### Exercise description
Pick out and copy every line below that has the word "marking".

Items from a dataset:
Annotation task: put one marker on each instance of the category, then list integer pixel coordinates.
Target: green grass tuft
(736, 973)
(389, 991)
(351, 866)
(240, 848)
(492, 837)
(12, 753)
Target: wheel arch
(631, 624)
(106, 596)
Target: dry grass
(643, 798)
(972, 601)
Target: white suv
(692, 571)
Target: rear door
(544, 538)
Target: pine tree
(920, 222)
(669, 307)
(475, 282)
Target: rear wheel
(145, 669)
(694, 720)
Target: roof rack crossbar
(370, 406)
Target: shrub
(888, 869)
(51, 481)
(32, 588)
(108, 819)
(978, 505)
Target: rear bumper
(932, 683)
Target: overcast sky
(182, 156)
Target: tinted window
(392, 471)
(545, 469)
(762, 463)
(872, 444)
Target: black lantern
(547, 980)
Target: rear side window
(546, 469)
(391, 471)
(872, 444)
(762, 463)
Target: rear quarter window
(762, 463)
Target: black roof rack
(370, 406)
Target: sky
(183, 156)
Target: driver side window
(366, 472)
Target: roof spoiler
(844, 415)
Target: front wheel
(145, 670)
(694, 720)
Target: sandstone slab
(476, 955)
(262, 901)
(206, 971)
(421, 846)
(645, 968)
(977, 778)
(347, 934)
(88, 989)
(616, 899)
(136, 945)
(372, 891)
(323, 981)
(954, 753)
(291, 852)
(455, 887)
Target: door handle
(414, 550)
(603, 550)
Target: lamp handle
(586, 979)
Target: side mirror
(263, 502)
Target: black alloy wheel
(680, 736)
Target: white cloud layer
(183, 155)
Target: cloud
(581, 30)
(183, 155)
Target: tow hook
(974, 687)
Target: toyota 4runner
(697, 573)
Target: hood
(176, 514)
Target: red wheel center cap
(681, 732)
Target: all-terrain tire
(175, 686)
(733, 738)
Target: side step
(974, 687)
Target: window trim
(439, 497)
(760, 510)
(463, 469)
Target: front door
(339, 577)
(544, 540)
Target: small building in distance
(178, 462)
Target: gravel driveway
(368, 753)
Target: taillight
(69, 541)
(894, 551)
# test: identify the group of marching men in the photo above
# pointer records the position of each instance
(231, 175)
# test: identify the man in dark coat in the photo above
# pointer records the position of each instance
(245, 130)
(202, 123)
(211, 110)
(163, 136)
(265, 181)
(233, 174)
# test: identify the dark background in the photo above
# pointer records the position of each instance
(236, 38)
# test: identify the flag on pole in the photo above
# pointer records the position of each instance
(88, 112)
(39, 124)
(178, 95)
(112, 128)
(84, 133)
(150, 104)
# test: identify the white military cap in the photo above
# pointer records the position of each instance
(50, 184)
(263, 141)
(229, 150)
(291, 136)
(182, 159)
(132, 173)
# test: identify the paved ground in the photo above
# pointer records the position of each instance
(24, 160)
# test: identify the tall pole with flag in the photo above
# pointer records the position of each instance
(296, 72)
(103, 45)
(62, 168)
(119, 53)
---
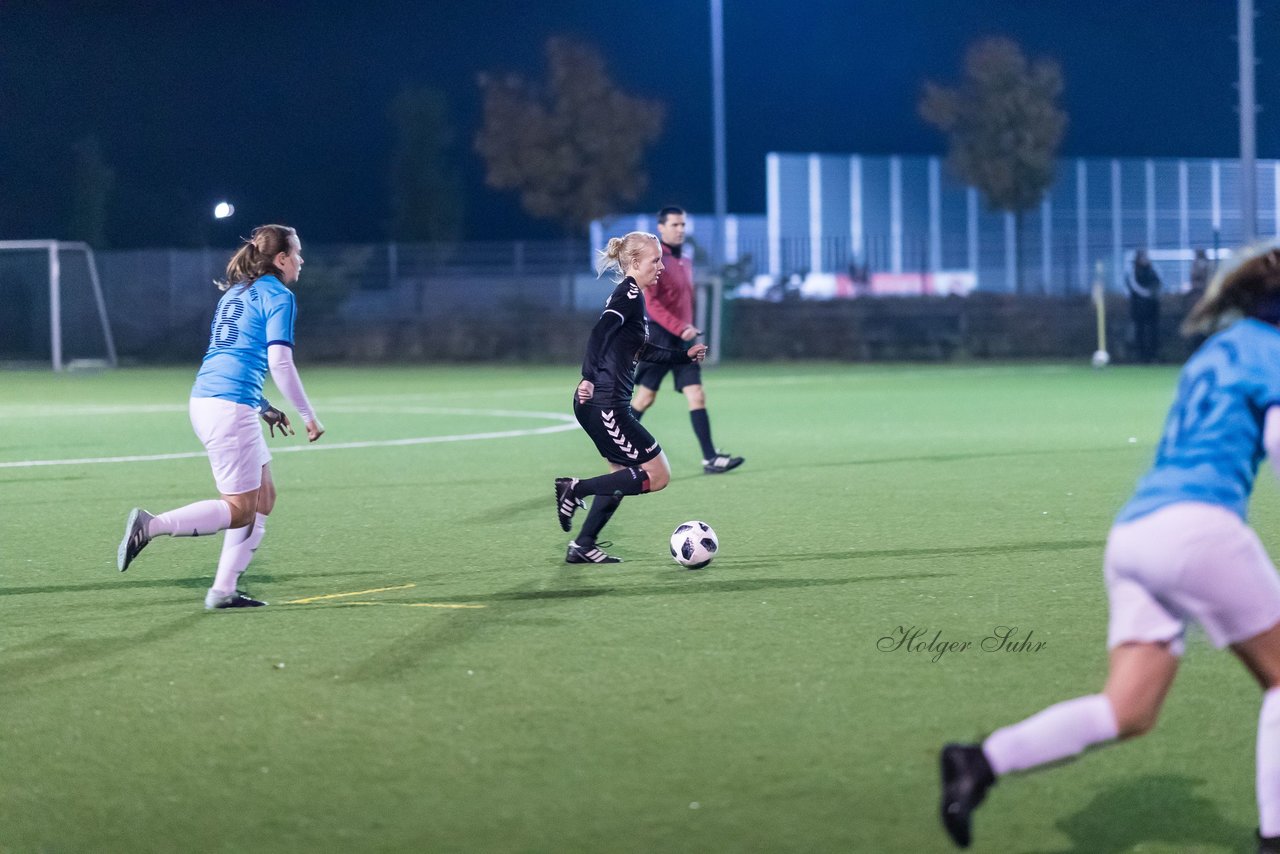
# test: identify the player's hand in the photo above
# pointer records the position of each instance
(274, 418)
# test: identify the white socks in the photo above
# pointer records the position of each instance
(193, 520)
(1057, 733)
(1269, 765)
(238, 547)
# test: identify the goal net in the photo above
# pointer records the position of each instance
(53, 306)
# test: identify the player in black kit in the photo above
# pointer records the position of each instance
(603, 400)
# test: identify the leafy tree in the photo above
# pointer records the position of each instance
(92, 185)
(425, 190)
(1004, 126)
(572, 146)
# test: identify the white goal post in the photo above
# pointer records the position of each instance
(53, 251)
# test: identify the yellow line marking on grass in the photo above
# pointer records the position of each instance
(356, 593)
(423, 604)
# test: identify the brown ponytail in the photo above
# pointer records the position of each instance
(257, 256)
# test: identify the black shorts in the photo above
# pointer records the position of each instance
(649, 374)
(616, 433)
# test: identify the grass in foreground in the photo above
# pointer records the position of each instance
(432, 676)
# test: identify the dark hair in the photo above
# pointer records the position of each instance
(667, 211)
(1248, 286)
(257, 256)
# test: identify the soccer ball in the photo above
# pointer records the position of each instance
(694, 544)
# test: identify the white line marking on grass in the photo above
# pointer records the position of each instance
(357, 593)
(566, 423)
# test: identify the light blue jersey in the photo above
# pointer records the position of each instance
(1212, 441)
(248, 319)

### Worked solution
# test: identify the yellow line marking on grass in the photo above
# test: identify the white line marking on grass in the photo above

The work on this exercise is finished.